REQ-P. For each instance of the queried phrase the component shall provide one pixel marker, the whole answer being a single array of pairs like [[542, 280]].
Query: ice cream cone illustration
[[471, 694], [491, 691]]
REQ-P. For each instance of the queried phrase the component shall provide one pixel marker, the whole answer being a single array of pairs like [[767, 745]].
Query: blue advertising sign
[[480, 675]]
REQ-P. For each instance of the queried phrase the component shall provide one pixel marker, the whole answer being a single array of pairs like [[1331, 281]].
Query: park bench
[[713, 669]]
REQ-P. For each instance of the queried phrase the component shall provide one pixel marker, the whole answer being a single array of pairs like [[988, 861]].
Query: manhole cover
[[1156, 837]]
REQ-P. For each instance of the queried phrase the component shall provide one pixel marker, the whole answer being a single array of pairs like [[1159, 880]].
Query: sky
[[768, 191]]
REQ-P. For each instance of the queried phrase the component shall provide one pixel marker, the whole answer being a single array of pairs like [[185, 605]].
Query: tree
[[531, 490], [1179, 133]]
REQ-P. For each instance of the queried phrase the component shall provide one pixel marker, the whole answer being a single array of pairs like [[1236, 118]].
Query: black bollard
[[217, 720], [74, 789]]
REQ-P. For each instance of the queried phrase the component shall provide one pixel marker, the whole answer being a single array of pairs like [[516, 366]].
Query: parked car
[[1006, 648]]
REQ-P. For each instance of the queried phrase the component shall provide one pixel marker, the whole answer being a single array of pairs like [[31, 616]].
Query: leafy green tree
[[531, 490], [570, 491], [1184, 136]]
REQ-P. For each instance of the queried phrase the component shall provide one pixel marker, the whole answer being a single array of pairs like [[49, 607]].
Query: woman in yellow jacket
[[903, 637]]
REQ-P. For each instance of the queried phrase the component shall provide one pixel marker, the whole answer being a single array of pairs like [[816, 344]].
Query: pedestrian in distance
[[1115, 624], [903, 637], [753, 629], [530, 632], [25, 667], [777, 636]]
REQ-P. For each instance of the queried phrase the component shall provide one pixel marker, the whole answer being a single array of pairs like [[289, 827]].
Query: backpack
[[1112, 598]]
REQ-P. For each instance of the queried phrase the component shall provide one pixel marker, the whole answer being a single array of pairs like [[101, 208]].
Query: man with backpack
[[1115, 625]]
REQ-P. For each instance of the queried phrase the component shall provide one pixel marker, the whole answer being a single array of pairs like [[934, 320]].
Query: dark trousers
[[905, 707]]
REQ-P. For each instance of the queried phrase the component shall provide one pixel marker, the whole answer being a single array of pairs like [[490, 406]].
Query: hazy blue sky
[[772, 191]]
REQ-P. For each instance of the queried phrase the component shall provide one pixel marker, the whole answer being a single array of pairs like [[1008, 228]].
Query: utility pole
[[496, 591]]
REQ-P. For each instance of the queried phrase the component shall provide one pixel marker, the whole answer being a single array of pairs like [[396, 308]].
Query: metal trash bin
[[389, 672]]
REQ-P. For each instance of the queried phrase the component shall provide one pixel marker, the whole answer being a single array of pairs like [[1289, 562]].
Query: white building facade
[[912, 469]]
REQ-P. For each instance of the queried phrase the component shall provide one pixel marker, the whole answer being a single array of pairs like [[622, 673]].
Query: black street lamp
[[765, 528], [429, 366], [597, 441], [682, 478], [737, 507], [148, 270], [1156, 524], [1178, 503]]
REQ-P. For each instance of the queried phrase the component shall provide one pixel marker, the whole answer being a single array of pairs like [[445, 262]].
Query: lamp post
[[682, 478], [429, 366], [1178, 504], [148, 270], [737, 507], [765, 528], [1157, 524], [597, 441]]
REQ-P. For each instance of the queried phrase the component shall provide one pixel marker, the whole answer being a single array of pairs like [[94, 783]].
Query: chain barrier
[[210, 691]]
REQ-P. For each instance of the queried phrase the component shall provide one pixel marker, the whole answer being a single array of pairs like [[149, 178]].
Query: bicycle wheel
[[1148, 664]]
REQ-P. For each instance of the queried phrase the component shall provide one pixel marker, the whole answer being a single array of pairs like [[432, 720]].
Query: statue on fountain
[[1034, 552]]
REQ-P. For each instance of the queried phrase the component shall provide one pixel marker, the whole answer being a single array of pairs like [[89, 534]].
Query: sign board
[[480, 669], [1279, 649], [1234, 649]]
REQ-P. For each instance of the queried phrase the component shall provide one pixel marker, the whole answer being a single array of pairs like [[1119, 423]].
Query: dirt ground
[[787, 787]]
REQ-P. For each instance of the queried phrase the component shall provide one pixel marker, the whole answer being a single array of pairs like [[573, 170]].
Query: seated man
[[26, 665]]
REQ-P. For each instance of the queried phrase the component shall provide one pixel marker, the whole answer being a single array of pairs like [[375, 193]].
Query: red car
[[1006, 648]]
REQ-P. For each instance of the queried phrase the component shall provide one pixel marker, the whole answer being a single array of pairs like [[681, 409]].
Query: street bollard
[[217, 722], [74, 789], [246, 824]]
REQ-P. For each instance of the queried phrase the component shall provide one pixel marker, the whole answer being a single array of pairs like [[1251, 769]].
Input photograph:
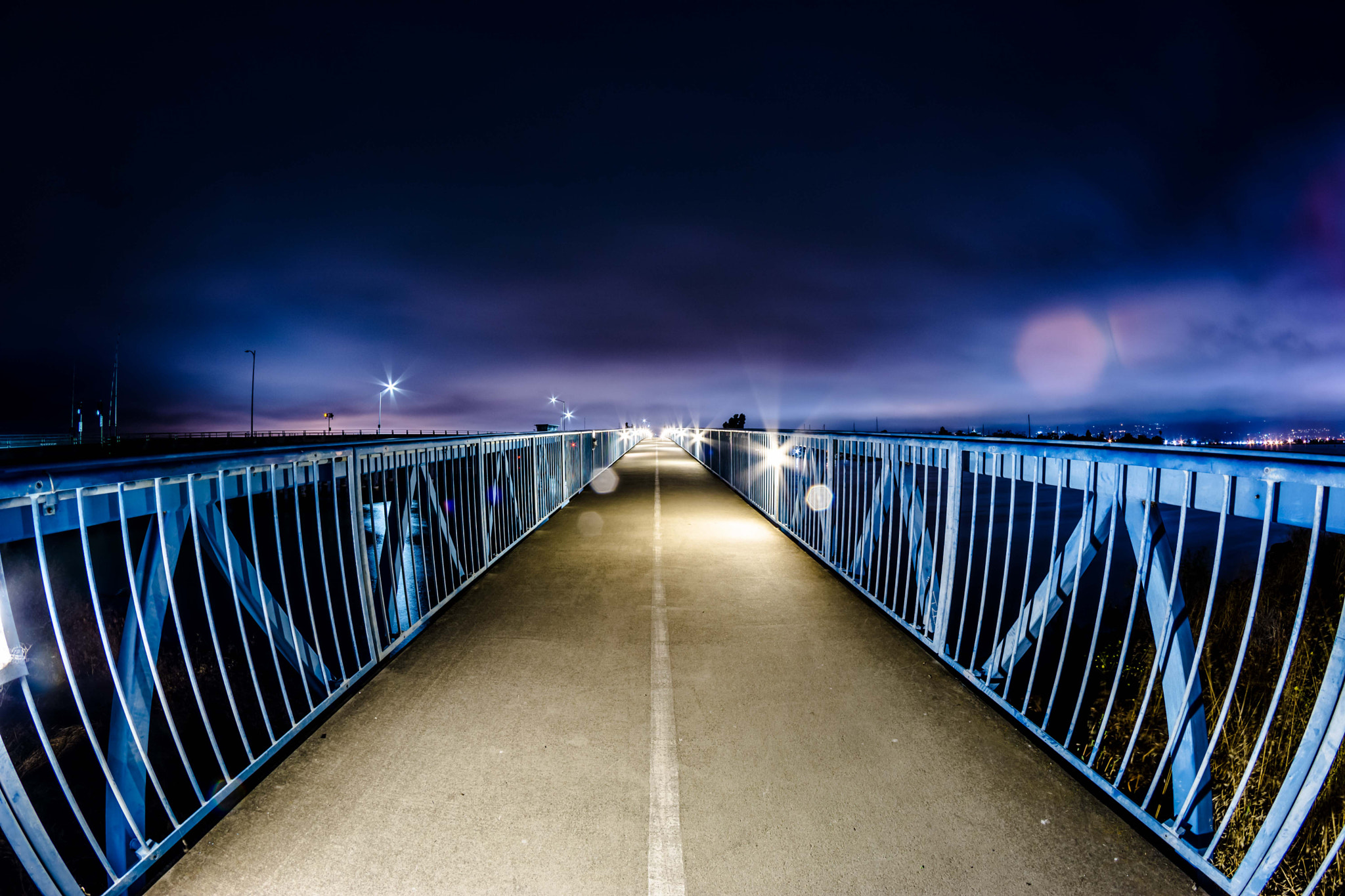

================

= Direction =
Transcribe all of the material above verbatim, leaving out the pictures.

= Written solution =
REQ-P. For each instance of the queried phrase the component shall provide one pixel marker, the whole answer being a single array of pairs like [[542, 280]].
Query: ice cream cone illustration
[[471, 694], [491, 691]]
REQ-P. For each instance of the queried phrase the component shall provide one pixel marker, the whole answer being a single array of pairs like [[767, 745]].
Query: blue advertising sign
[[480, 675]]
REQ-P. For each instance of the queried phrase the component shall provide one pixel marker, the whole answer being a single array of pairs like [[1331, 281]].
Query: park bench
[[713, 669]]
REQ-P. For each instance of the queried phrase the component shall provide one pixel marker, the whole answer being a single array of pairs like [[988, 861]].
Query: manhole cover
[[1156, 837]]
REQ-P. For each instance of the queried phrase the component shall provide one pixel marker, the whole answer being a single array of pairs like [[1159, 880]].
Query: sky
[[768, 191]]
REQ-P. For each instance of the queried phrase the component shall provide one pixel marker, the whole answer being a single array of pairs like [[185, 605]].
Query: tree
[[531, 490], [1179, 133]]
REQ-P. For each instance of the queried phrase the component shall provide one pixel marker, the whole answer being a single array of pairs like [[1236, 118]].
Query: black bollard
[[217, 720], [74, 789]]
REQ-P. For each instance of the queried phrase the component shall provide one pixel marker, the whole answer being a single array of pairs like [[516, 366]].
Query: parked car
[[1006, 648]]
REQ-P. For each instance of the queried phrase the component shall provide one pixel marker, the whole answer being a single array of pairs like [[31, 616]].
Query: leafy green tree
[[531, 490], [570, 491], [1184, 136]]
REQ-P. For each instance of the queried phrase the component shall provide one pixel marker, the whole answer being a single array of pairs like [[49, 607]].
Query: woman in yellow jacket
[[903, 637]]
REQ-P. For each instance of the queried phrase the component shall provide one pixel marker, the whole answer being a single array of pairs like [[816, 344]].
Query: pedestrian in distance
[[1115, 624], [903, 637], [753, 629], [530, 632], [25, 667], [777, 636]]
REQ-P. For each instance of the queried phrase the component shall provide one pixel marker, the whole answer being a single array of pairs like [[289, 827]].
Query: backpack
[[1112, 598]]
REQ-P. For each instance of the queried phrase the component shall provide one pixel marker, the whole answer being a single array of pairs like [[101, 208]].
Query: man with backpack
[[1115, 625]]
REQ-P. For each instance of the queried phrase the component shall provide one pixel marker, the whole answer being a single array of pairs like [[934, 320]].
Query: dark trousers
[[905, 707]]
REQ-P. For each instance of the queried phrase the component shall provide one pixel marker, the whole answer being a single array of pairs like [[490, 406]].
Query: hazy blue sky
[[772, 191]]
REQ-P. For each instance of the queried phrase the component shall provide one pixel marker, the whole answer being a single array of pairs like [[1008, 228]].
Query: utility pole
[[496, 591]]
REQ-P. For each instance of the queried phrase the component shall provide one pixel marker, the whole answer being a single array of pairs like [[396, 308]].
Query: metal trash bin
[[389, 672]]
REQ-P. For each instance of the queried phrase the component shall provide one pixel marker, the whole answer being a single array of pairs like [[1289, 562]].
Query: white building facade
[[912, 469]]
REQ-P. For each instance of the queried phrase the component shall provide one pixel marker, the whole answer being a single array of pairs like [[622, 673]].
Query: black street lamp
[[765, 528], [429, 366], [597, 441], [682, 478], [737, 507], [148, 270], [1156, 524], [1178, 503]]
REQ-P. For each instance of the queried phrase the component shall provide one pixel marker, the whole answer being a single array of pairs like [[445, 262]].
Query: lamp post
[[682, 478], [429, 366], [1178, 504], [148, 270], [737, 507], [765, 528], [1157, 524], [597, 441]]
REQ-P. For each instance of the queried phrase the component shall provide one pixel marker, the whole answer being a single array of pairs like [[94, 783]].
Query: chain barrier
[[210, 691]]
REQ-P. For each instance of the queried phrase the component shall provide one pixel marker, the whole answer being a single array of pairs like [[149, 178]].
Query: bicycle wheel
[[1148, 664]]
REQ-P. For each instance of the queried phrase the component shall provide one pixel marker, the whole answer being a single array of pairs like [[432, 720]].
Query: statue on fountain
[[1034, 552]]
REQ-P. For each instance of the queried phrase the component shall provide one pixel marker, the whole answer being a single array of pairs like [[89, 534]].
Query: sign board
[[480, 669], [1279, 649], [1234, 649]]
REQ-P. For each instance of the queried phrase the component shall provide one pixel marker, the whole answer being a single array of pairs like [[1119, 423]].
Query: dirt ground
[[787, 787]]
REQ-P. For each instance of the queried phrase the component shall provide one pixel marker, the whole answer being a single array of pairs like [[573, 170]].
Query: seated man
[[26, 665]]
REQ-P. For each instance of the queried phrase the component shall provide one pixel marker, the whole answer being a single array of pairs like [[375, 193]].
Query: red car
[[1006, 648]]
REQ-P. For each instance of the queried phrase the component shall provide one pixel marker, the whole answer being a single array of pairs like [[681, 409]].
Query: street bollard
[[217, 722], [74, 789], [246, 824]]
REQ-P. For each instance of the queried phrase the component shall provide one pixel marker, the whole answer being a single array of pairs like [[1251, 769]].
Input photograph:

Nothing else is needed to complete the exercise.